**ABOUT THIS TASK**
A verbatim transcription of the listing below is required, without its pictures.

[[ DATA SECTION, beginning ]]

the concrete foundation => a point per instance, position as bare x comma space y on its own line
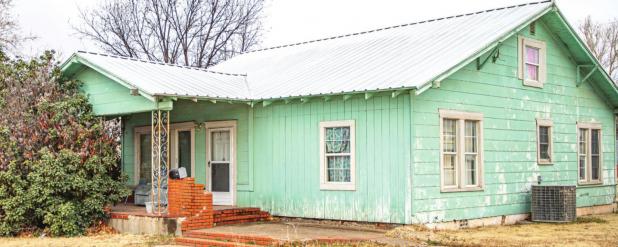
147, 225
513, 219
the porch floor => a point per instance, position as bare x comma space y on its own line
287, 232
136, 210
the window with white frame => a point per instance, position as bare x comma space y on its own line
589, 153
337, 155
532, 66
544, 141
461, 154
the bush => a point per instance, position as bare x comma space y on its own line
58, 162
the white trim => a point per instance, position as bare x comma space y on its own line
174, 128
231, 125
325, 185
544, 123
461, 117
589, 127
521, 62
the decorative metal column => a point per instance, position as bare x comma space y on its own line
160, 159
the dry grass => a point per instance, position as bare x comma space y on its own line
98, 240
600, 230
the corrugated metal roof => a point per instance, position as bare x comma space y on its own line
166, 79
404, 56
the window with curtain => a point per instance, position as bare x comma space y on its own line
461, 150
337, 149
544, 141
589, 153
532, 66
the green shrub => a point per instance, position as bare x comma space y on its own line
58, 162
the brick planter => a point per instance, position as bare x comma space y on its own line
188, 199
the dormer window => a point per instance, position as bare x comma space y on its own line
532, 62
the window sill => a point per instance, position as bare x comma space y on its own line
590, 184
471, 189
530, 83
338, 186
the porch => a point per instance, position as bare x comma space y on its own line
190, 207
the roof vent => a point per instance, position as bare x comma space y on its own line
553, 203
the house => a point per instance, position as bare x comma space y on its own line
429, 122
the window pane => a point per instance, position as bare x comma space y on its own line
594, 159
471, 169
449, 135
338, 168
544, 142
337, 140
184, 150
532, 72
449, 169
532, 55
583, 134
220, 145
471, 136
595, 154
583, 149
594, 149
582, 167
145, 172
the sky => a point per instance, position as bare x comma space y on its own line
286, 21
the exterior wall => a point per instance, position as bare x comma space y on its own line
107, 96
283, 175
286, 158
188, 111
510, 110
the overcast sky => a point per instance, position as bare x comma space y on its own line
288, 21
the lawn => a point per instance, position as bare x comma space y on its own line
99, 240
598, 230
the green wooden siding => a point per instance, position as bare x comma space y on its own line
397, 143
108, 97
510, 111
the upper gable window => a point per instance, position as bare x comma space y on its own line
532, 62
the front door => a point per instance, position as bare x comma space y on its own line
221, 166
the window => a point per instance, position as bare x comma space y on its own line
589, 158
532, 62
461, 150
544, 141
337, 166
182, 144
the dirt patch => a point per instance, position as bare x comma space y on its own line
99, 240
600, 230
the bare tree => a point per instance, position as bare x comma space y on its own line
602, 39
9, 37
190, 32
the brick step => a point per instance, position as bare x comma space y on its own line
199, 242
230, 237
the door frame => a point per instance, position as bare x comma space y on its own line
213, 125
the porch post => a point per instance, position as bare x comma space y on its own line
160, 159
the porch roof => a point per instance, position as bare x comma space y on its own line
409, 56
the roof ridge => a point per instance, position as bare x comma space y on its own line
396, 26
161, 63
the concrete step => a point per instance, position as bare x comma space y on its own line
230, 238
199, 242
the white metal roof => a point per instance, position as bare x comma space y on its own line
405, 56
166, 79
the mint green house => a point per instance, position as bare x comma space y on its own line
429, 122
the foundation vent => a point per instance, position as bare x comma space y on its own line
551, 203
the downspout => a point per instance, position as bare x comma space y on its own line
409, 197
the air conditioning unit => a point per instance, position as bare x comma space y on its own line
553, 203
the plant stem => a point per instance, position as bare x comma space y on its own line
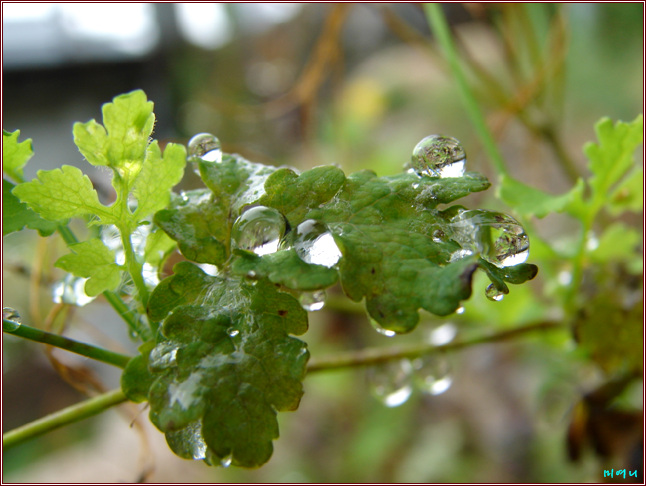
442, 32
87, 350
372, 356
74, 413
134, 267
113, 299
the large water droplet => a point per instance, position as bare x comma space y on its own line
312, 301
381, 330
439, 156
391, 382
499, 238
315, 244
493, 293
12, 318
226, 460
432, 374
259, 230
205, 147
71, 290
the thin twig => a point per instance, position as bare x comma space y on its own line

[[ DATA SECTION, end ]]

**SOLVED PROBLEM**
the concrete foundation => a point per instance, position as bare x comma space y on its own line
147, 225
513, 219
the porch floor => a point per instance, position as bare x comma space y on its own line
287, 232
136, 210
the window with white frame => a point per instance, position as bare x comma space y on its own line
589, 153
337, 155
532, 66
544, 141
461, 154
the bush => a point per instance, position as bare x comma space y on its own line
58, 162
the white trim => a point per instance, position as bare x comma space y on its own line
174, 128
231, 125
325, 185
544, 123
461, 117
589, 127
521, 62
the decorative metal column => a point per instance, position as bare x comma space y on its own line
160, 159
the dry grass => a point per instance, position as bare x comma space y on its own line
98, 240
600, 230
the corrugated metal roof => a point per instance, position as bare x comma space y on its own line
166, 79
404, 56
the window with curtain => a point per instance, position as bare x comma space y on its own line
461, 150
337, 149
544, 141
589, 153
532, 66
the green shrub => a point per instance, position as bare x comma space y on its own line
58, 162
the brick planter => a point per instance, position as bare x comma space y on its own line
188, 199
the dormer window => a point per instance, position as bare x comma space y on its own line
532, 62
the window sill => a point per instance, position as bare x comma space y on its own line
590, 184
471, 189
530, 83
338, 186
the porch => a point per instance, position as bare x comma space y on its own line
190, 207
the roof vent => a point per instance, position as bare x comma space y on its own line
553, 203
the house => a point per instance, position as bare x comma space y on its own line
429, 122
the window pane => a point per instance, position as bare x comma space y on its own line
594, 159
471, 169
449, 135
338, 168
544, 142
337, 140
184, 150
532, 72
449, 169
532, 55
583, 134
220, 145
471, 136
595, 154
583, 149
594, 149
582, 167
145, 172
the sky => a point per instance, position as bare x comma space y on its own line
286, 21
the exterior wall => a point per instance, position as bare x comma space y on its own line
107, 96
283, 175
286, 158
188, 111
510, 110
the overcast sky => a point per instance, position as bare x comma space y on its own line
288, 21
the lawn => a point per instance, position as bare x comma space y on its own line
99, 240
598, 230
the green wooden siding => a point per instance, position as bare x comma space y on its own line
397, 143
108, 97
510, 111
the upper gable window => a point per instance, position as bare x comma space y on its own line
532, 62
the front door => a point per instance, position as bare x comma space y on its own line
221, 166
the window => a point per instance, position as bare x comma space y on its own line
589, 158
532, 62
461, 150
544, 141
337, 166
182, 144
the dirt patch => a point per instance, position as bare x comma space y on its own line
99, 240
600, 230
the bare tree => a point per instance, position as bare x comma space y on its own line
602, 39
9, 37
190, 32
the brick step => a point per instance, position as bare x comma space y on its own line
199, 242
230, 237
the door frame => a point per instance, position as bare x comma space y on its own line
213, 125
the porch post => a point per instance, position as bare x comma space y on its own line
160, 159
the porch roof => a point per instance, position as bare x comma space y on its own line
409, 56
the roof ridge => a point per instance, position as bare x comma space y on its own line
396, 26
161, 63
the concrete step => a point per instance, position as bare x comma space y on its own line
230, 238
199, 242
the white metal roof => a point per instance, position as bare x comma space y on its own line
405, 56
166, 79
the mint green house => a point per instance, position as bare x comma space y on its own line
429, 122
the foundation vent => a point per instance, position as bare x comma space y on its own line
551, 203
the downspout => a point per instance, position as bare x comma space y on its own line
409, 197
the air conditioning unit => a point per instance, position as bare x comma space y on its own line
553, 203
the plant stem => a point per instance, position as bare x comma space y on its own line
442, 32
87, 350
372, 356
74, 413
134, 267
113, 299
the large water droplet => a point per instance, position as bare x comma space y on its own line
312, 301
381, 330
439, 156
391, 382
499, 238
315, 244
493, 293
12, 318
226, 460
432, 374
259, 230
205, 147
71, 290
the thin twig => a point per instance, position as bare x comma space y on its own line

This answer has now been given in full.